╭─ Stored data
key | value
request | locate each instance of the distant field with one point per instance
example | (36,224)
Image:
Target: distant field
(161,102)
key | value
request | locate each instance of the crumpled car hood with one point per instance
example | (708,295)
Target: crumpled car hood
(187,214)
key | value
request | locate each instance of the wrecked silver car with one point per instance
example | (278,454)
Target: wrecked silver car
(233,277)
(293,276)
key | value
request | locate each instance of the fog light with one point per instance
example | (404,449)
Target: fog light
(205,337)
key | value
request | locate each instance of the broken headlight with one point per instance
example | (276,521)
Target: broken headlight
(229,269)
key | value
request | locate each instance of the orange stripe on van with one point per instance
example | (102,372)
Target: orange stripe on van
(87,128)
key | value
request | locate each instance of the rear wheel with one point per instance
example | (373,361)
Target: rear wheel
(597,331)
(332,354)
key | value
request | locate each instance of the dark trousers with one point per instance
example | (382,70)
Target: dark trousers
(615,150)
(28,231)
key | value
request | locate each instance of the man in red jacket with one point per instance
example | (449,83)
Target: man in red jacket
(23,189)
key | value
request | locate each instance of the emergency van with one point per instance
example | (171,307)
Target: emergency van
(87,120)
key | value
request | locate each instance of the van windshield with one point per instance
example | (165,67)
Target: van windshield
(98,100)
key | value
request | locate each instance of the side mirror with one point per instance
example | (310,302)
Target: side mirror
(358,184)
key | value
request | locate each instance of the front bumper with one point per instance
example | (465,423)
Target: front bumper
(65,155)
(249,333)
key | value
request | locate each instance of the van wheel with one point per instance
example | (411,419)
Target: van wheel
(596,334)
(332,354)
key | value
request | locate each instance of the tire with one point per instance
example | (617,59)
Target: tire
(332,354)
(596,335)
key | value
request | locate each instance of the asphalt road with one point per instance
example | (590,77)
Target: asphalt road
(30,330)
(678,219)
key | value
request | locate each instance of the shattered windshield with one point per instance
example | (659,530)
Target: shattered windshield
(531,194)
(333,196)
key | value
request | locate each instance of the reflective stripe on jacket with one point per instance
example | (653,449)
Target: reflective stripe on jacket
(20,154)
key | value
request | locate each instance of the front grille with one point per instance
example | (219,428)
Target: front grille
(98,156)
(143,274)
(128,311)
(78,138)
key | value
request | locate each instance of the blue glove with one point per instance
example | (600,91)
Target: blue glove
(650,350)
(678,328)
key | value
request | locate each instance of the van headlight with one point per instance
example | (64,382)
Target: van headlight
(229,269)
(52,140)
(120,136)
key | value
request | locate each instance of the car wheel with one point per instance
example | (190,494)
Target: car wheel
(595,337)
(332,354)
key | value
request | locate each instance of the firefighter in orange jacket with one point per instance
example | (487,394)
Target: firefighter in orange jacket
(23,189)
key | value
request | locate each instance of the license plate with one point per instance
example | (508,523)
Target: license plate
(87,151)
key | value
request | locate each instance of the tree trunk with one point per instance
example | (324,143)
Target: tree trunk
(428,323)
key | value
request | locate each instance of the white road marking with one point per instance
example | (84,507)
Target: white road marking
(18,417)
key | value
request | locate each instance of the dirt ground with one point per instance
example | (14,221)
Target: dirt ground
╰─
▸ **Exercise instructions**
Write out the full listing, keeping every line exactly as it is.

▸ **Task result**
key | value
request | locate each instance of the distant field with one point per instance
example | (36,224)
Image:
Target: distant field
(161,102)
key | value
request | locate each instance of the crumpled car hood with one point per instance
example | (708,295)
Target: crumpled car hood
(187,214)
key | value
request | locate each instance of the wrecked silver car with one point per instance
example | (278,454)
Target: wrecked silver car
(233,277)
(293,276)
key | value
request | locate each instance of the fog light with one point per instance
example | (404,449)
Target: fog light
(205,337)
key | value
request | locate each instance of the broken headlight with one point per instance
example | (276,521)
Target: broken headlight
(229,269)
key | value
request | locate each instance of the orange stripe on van with one point per instance
example | (102,372)
Target: orange stripe on van
(87,128)
key | value
request | locate each instance of the rear wheel with one point per instance
example | (373,361)
Target: rear wheel
(597,331)
(332,354)
key | value
request | locate each instance of the dark trousers with one point per instance
example | (382,70)
Target: dark trousers
(615,150)
(28,231)
key | value
request | locate each instance of the man in red jacket with one point per instance
example | (449,83)
Target: man in red jacket
(23,189)
key | value
request | locate each instance of the emergency van with one point per instance
example | (171,307)
Target: emergency van
(87,120)
key | value
request | locate each instance of the van windshield with one point per instance
example | (165,67)
Target: van windshield
(98,100)
key | value
request | locate each instance of the side mirror with one point per instance
example | (310,302)
Target: side mirror
(358,184)
key | value
request | locate each instance of the front bumper with one point per instance
example | (465,423)
Target: front bumper
(65,155)
(249,333)
key | value
request | locate each instance of the van wheel with one point per instance
example | (411,419)
Target: van wheel
(596,334)
(332,354)
key | value
request | locate each instance of the tire with one point per instance
example | (617,59)
Target: tire
(332,354)
(596,335)
key | value
request | locate each instance of the asphalt road with one point per instance
example | (590,77)
Target: asphalt road
(30,330)
(678,219)
key | value
request | locate each instance of the shattered windshield with one point per instance
example | (659,530)
Target: shattered windshield
(531,194)
(333,196)
key | value
request | locate each instance of the reflective stripe on jacket with one point per instance
example | (653,449)
Target: reflective stripe on jacket
(20,154)
key | value
request | locate each instance of the front grille with one point per instance
example | (219,428)
Target: front grille
(98,156)
(143,274)
(128,311)
(78,138)
key | value
request | locate each instance of the blue glove with one point per instance
example | (600,91)
Target: blue glove
(650,350)
(678,328)
key | value
request | locate each instance of the van headlight with one point per instance
example | (64,382)
Target: van headlight
(229,269)
(52,140)
(120,136)
key | value
request | locate each instance of the car wheel with one point per instance
example | (190,494)
Target: car wheel
(595,337)
(332,354)
key | value
request | locate each instance of the firefighter in orange jacket with one point per instance
example | (487,394)
Target: firefighter in orange jacket
(23,189)
key | value
request | locate each instance of the license plate with one point per instance
example | (508,523)
Target: license plate
(87,151)
key | value
request | locate each instance of the tree trunk with one point per instance
example | (324,143)
Target: tree trunk
(428,323)
key | value
request | locate each instance of the white road marking with one point per instance
example | (84,507)
Target: white road marking
(18,417)
key | value
request | locate each instance of the dirt ground with one point per instance
example | (14,221)
Target: dirt ground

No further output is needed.